Reading text:
....
Tuesday, March 16, 2010

Aoteaeroa/NZ: Tax Cuts – Out with National’s knives


Taxing the poor and Bene bashing


We learn that over 34 thousand beneficiaries are not getting the ‘Temporary Additional Support’ they are entitled to under current law. http://norightturn.blogspot.com/2010/02/winz-rips-off-its-clients.html

WINZ is being run to take away benefits not provide entitlements. This is part of the NACTMP government’s welfare cuts to cut social spending as a drain on bosses taxes and profits, and the privatisation of welfare provision to Maori where so-called Not For Profit jails and social services will further cut social spending. The reason for this is that NZ is now fully part of the global capitalist economy and the cost of labor must not be higher than other low wage countries. If wages (including the social payments from the state) are not cut bosses will not invest in NZ and jobs will be lost, so they say.

But there are some social provisions such as public health and education where state funding cannot be replaced completely or overnight by the private sector. National Standards will lead to privatisation of education and similarly new private health clinics will do the same in health. But in the transition taxes will still be needed to pay for them and to subsidise the private sector. So the NACTMP government is going to make the workers pay out of their taxes instead of the bosses. That is the point of raising GST which is a 2.5% increase in the cost of living for all workers because they have to spend all of their income to live, compared to a much smaller share of the income of the rich who can save, invest to make profits, speculate in land and other commodities and make capital gains which this NACTMP will not tax in its budget.

But this is a bosses way of looking at “who pays”. It assumes that workers, bosses and landlords, each get a share of the national income, in the form of wages, profits and rents, and that politics is all about who gets what share, and is it a fair share? This inevitably comes down to taxes as these are the main way that incomes are redistributed. ACT and dry Nationals support a low flat tax and one law for all so we are all treated fairly as equals. Wet Nationals, Labour and the Maori Party argue that we are not all equals as some start life richer than others. Therefore taxing the rich at some higher level is fair to create equal opportunity. When the right ruled in the 1980s and 1990s they fell short of imposing a flat tax, but they won acceptance from Labour that equal opportunity was not a right but a responsibility based on work i.e. workfare.
....
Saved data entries
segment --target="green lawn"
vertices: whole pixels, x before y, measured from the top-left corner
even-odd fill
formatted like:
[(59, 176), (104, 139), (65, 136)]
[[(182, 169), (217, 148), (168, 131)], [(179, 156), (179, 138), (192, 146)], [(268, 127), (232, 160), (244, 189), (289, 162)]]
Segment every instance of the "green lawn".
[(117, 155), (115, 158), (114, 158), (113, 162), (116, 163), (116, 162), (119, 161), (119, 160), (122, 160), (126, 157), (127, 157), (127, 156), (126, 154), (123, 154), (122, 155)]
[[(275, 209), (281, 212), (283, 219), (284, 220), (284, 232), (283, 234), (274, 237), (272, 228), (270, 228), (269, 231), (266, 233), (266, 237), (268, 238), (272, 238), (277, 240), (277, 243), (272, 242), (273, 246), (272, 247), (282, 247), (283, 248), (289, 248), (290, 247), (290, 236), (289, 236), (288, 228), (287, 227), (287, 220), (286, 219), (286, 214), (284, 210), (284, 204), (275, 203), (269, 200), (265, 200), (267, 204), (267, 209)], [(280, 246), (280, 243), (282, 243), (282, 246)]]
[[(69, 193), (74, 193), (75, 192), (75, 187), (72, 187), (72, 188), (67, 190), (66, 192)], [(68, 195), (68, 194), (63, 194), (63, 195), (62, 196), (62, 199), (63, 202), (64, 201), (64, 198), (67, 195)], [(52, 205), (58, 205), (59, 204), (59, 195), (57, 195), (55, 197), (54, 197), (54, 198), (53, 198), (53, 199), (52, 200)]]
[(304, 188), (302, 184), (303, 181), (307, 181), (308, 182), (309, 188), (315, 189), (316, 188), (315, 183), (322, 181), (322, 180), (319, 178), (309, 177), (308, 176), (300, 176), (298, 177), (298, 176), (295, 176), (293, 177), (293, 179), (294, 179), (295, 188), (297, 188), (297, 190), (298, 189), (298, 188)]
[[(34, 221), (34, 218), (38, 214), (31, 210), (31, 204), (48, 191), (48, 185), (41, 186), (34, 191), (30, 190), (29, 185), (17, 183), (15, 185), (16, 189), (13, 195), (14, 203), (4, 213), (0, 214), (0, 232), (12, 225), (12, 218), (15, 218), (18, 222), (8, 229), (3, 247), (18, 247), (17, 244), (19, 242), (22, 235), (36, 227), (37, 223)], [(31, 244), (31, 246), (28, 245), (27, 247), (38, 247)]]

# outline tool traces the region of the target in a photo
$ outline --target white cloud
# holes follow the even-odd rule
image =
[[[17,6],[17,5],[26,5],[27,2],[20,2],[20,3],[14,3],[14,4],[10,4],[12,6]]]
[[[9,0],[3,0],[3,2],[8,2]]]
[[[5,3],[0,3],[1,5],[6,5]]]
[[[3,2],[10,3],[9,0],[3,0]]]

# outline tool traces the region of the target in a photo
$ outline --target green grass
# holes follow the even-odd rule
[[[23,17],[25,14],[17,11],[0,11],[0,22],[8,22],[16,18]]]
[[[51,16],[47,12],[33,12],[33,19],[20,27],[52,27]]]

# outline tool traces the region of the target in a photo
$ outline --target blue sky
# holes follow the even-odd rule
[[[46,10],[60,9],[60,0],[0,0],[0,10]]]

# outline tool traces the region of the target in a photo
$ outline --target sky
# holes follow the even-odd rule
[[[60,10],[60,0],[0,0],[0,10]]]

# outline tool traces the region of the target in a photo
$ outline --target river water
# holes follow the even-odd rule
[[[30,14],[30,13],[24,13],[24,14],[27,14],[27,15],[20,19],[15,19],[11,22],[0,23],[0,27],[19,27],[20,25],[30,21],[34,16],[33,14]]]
....
Work request: According to the post on New Zealand tax cuts, by what percentage does raising GST increase the cost of living for all workers?

Response: 2.5%